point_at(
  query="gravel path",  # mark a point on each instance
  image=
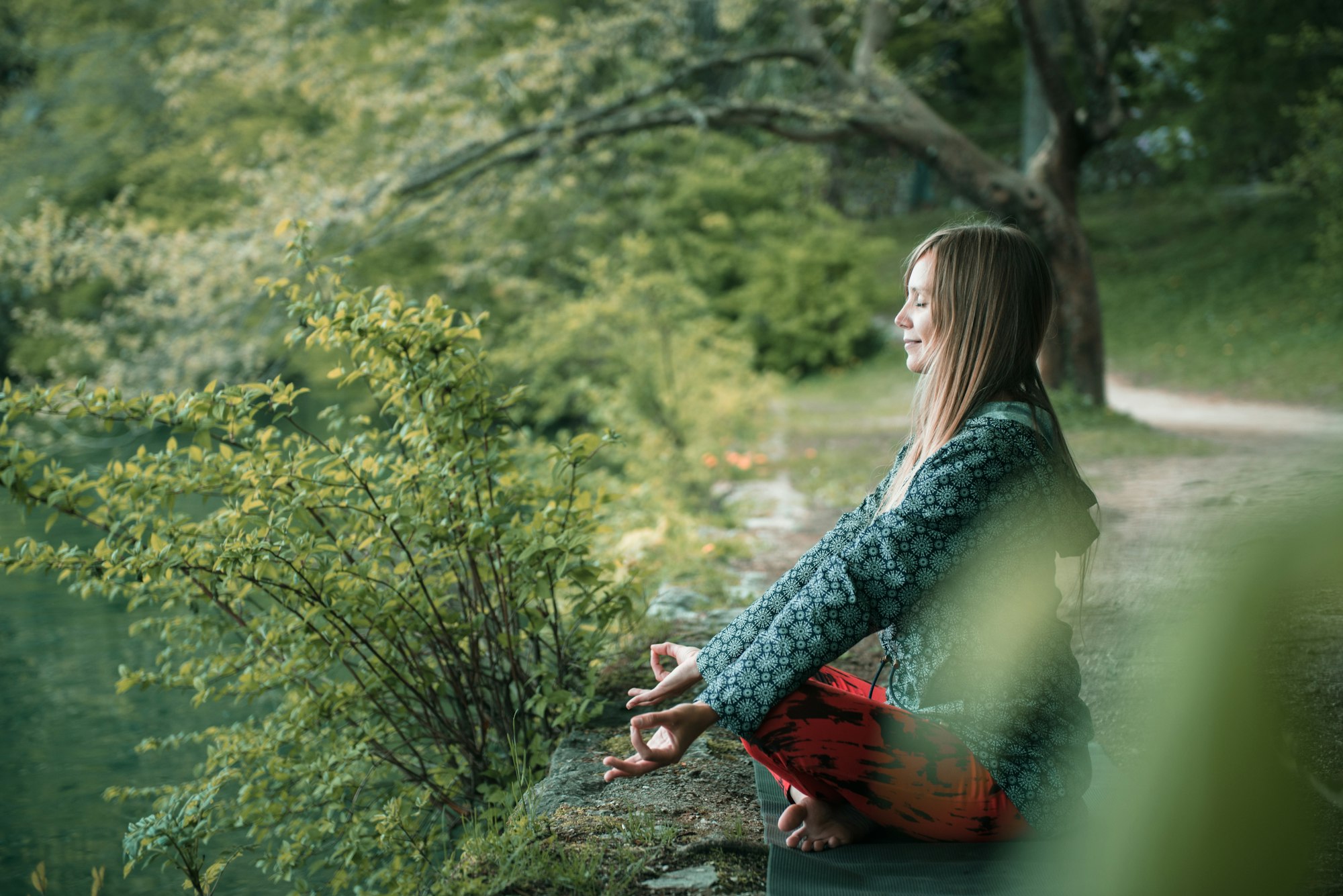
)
(1172, 528)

########

◆ Problem statement:
Set down all the entries exactly as they appear, but skip any pictures.

◆ Answer:
point_at(
  query="gravel path",  # mark a point on each instance
  image=
)
(1172, 528)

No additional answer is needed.